If a line appears in the data below, it must appear in your answer exactly as given.

>>>

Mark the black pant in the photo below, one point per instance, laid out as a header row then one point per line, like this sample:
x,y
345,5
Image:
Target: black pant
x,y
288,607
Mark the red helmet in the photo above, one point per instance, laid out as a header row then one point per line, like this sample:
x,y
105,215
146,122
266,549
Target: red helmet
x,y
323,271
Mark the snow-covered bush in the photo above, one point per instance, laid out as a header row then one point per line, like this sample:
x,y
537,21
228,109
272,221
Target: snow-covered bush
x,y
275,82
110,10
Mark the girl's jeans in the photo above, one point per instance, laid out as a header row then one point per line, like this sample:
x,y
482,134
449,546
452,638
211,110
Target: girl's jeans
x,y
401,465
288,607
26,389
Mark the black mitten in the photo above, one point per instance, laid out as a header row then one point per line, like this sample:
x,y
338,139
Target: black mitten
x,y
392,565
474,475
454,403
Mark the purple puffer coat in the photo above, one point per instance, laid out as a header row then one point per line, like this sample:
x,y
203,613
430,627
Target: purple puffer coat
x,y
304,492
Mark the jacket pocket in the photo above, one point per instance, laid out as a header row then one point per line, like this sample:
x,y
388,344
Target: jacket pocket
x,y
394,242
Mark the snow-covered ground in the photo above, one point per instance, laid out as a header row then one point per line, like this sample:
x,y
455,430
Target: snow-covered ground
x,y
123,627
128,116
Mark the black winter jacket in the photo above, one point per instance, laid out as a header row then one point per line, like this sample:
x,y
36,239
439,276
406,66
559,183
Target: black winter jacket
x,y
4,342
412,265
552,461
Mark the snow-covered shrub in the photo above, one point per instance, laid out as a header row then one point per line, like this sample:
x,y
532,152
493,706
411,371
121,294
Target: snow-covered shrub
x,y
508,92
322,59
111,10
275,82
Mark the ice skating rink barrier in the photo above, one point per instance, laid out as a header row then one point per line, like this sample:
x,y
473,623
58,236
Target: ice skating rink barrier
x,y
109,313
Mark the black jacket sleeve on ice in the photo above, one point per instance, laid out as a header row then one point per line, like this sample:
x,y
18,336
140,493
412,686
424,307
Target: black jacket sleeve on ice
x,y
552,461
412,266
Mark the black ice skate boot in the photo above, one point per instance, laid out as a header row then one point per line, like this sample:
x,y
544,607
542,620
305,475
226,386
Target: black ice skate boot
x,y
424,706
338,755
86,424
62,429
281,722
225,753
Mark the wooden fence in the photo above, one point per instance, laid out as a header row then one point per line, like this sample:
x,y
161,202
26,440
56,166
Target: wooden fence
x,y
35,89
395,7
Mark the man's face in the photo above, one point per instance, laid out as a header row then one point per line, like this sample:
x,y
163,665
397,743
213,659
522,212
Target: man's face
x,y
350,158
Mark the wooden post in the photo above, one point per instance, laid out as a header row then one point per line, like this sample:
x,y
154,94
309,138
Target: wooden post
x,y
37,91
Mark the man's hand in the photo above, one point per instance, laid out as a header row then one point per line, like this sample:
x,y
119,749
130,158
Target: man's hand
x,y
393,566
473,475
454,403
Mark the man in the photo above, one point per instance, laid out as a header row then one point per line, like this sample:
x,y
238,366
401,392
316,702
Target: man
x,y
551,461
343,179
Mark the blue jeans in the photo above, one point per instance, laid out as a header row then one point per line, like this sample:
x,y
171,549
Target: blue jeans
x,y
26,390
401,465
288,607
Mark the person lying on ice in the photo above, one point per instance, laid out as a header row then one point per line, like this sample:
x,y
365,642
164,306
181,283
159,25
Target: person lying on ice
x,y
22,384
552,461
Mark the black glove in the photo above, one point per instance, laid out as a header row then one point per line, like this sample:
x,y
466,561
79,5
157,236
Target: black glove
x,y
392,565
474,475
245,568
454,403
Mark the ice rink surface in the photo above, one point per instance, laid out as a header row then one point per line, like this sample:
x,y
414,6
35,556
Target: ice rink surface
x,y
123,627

<<<

## [Task answer]
Mark the black pant in the photo below, one point per instance, laid out as a header row then one point per line, like this sample:
x,y
345,5
Image:
Target: black pant
x,y
288,607
Mark the red helmet in the photo above, one point per instance, laid out as a header row then one point per line, like this sample:
x,y
105,215
146,122
266,549
Target: red helmet
x,y
323,271
Mark the snow-covered bush in the photo above, one point per instance, laid out as a header row then one point per line, like this sample:
x,y
537,21
228,109
272,221
Target: snow-covered bush
x,y
275,82
110,10
Mark the girl's jeans in the photo above, one point per instance, laid out as a header row then one point per line, like this sample:
x,y
482,134
449,546
452,638
211,110
Target: girl's jeans
x,y
401,465
288,607
26,389
Mark the black mitten in the photo above, one point per instance, laid out as a header row then one point per line, like this sample:
x,y
338,139
Target: black mitten
x,y
392,565
474,475
454,403
Mark the purple puffer coat in the photo above, one point per instance, laid out as a header row then one point per line, like this sample:
x,y
203,613
430,627
Target: purple puffer coat
x,y
304,492
Mark the jacket pocket in the photo above, one point per instance, laid out as a header row then one point per line, like this sample:
x,y
388,344
Target: jacket pocket
x,y
394,242
Mark the snow-covered ground in the photo above, one point per instance, laid out as a header row then one point per line, like this sample:
x,y
455,430
Target: snow-covered ground
x,y
123,627
128,116
Mark the black winter jacket in the photo above, one point per instance, laid out as a header row then one point per line, like this sample:
x,y
36,239
439,276
406,66
559,183
Target: black winter jacket
x,y
4,342
412,265
552,461
Mark the snow-covered shrub in the photo above, one point per instance, laid out as a header row then one point per line, like this sample:
x,y
532,152
493,706
411,371
121,294
Target: snow-covered shrub
x,y
508,92
322,59
111,10
275,82
Mark the ice skating rink barrier in the photo above, one point per instance, laid out as a header row then one point per line, like this sample:
x,y
473,623
58,236
Target: ice skating rink barrier
x,y
109,313
Mark the black jacket sleeve on ice in the photo above, one point per instance, laid out as a header row then one point per line, like this sample:
x,y
18,336
140,493
412,686
424,307
Target: black jacket sleeve on ice
x,y
552,461
412,266
Mark the black ice skate boot in the photo above, one point per instance, laid out as a header row then one point per line, like this sample:
x,y
544,607
542,620
305,475
226,386
Target: black ice skate boot
x,y
424,706
338,755
86,424
62,429
281,722
225,753
Mark the wooden fence in the photo above, one point per instance, laid out as a header row then one point per line, like this sample:
x,y
161,202
26,440
56,166
Target: wooden fence
x,y
35,89
395,7
Mark the man's face in the photo above, one point per instance, laid out as a header row then one point per line, like this sample:
x,y
163,665
397,743
213,659
522,212
Target: man's face
x,y
350,158
Mark the wooden post in the photo above, one point per instance, laid out as a header row then one point per line, like this sample:
x,y
154,94
309,138
Target: wooden post
x,y
37,91
Mark the man's hand in the photo above, one point per instance, laid out as a header row then one point per line, like this sample:
x,y
119,749
130,158
Target: man's hand
x,y
393,566
473,475
454,403
Mark the man in the photo above, one point per instance, laid out as a header row then one point per line, like this sample:
x,y
238,366
401,392
316,702
Target: man
x,y
551,461
343,179
Mark the blue jeans in the photo above, one point per instance, laid out as a header row then one point per line, like this sample:
x,y
171,549
Target: blue jeans
x,y
26,390
401,465
288,607
Mark the person lying on ice in the photo above, one point per instance, laid out as a header row then one point per line, like this sample:
x,y
365,642
164,306
181,283
159,25
Target: person lying on ice
x,y
22,384
552,461
Mark the black glove in the photo above, one point per instance, laid out as a header row then one point per line, like this sample:
x,y
466,561
79,5
157,236
Target: black glove
x,y
392,565
474,475
245,568
454,403
Mark the ice rink surface in the photo above, one point per instance, laid out as a header row then one point per line, like this sample:
x,y
414,6
35,556
Target: ice rink surface
x,y
123,627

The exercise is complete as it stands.